What this task involves: Please reproduce every line of the entries from the line containing "[locate] the black chair" through the end of the entries, shifting each pin coordinate by -131. Leave the pictures out.

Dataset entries
====================

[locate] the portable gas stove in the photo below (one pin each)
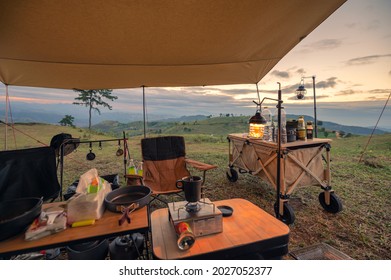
(203, 216)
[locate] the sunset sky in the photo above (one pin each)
(349, 53)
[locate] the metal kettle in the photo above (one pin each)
(127, 247)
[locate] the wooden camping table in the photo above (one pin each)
(303, 158)
(105, 227)
(249, 231)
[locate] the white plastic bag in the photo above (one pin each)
(88, 206)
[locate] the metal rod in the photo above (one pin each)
(61, 170)
(144, 111)
(75, 141)
(125, 153)
(279, 151)
(315, 119)
(373, 130)
(6, 117)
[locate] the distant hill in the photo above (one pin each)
(211, 126)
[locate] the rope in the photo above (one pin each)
(12, 123)
(370, 137)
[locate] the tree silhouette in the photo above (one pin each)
(67, 121)
(92, 98)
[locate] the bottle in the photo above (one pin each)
(301, 132)
(132, 168)
(283, 125)
(310, 130)
(186, 238)
(140, 169)
(256, 125)
(267, 131)
(275, 125)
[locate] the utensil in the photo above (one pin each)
(126, 212)
(126, 196)
(90, 155)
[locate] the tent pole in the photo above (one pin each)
(144, 110)
(6, 117)
(278, 187)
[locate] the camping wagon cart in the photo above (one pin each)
(304, 163)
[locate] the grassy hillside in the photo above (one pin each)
(362, 230)
(217, 126)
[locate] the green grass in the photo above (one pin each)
(362, 230)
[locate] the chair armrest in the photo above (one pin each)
(200, 165)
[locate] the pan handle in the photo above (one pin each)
(126, 212)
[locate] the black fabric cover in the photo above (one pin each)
(163, 148)
(28, 173)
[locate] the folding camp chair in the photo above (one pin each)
(164, 163)
(28, 173)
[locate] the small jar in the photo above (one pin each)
(310, 130)
(301, 132)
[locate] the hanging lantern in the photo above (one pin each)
(256, 125)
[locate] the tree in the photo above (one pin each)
(67, 121)
(92, 98)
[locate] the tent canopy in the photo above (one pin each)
(92, 44)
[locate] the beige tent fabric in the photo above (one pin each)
(91, 44)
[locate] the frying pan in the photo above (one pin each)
(16, 215)
(122, 197)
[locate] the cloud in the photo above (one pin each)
(347, 92)
(300, 71)
(309, 97)
(364, 60)
(280, 74)
(329, 83)
(326, 44)
(385, 90)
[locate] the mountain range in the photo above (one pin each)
(40, 113)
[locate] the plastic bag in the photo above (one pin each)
(88, 202)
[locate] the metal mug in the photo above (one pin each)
(191, 186)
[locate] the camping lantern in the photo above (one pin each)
(256, 125)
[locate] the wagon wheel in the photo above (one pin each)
(289, 215)
(232, 175)
(335, 203)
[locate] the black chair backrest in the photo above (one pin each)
(163, 148)
(28, 173)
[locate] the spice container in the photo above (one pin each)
(301, 131)
(186, 237)
(310, 130)
(291, 127)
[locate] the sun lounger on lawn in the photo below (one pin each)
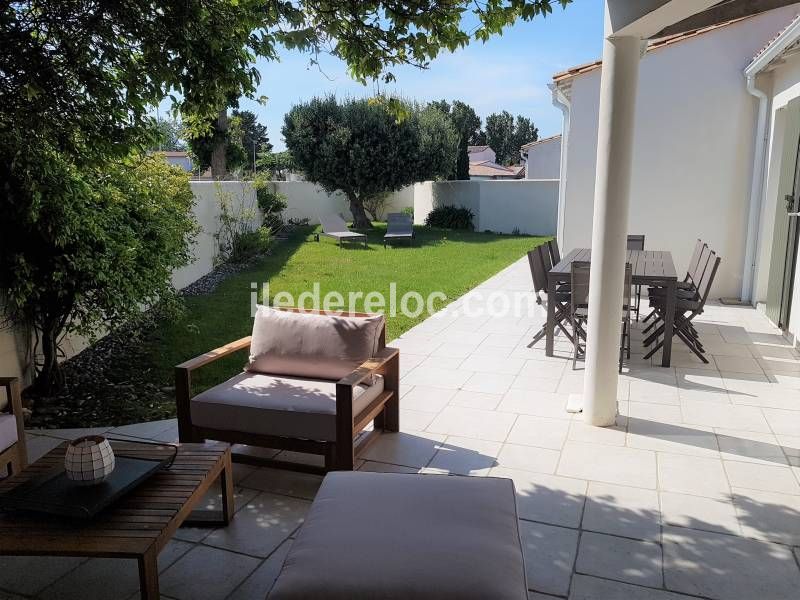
(335, 227)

====================

Written response:
[locate] the black chair backrest in the photo above (one pin each)
(32, 17)
(-103, 42)
[locate] the spice container in the photo above (one pin each)
(170, 0)
(55, 106)
(179, -1)
(160, -4)
[locate] the sun lounger on lawn in the photo below (one pin each)
(204, 96)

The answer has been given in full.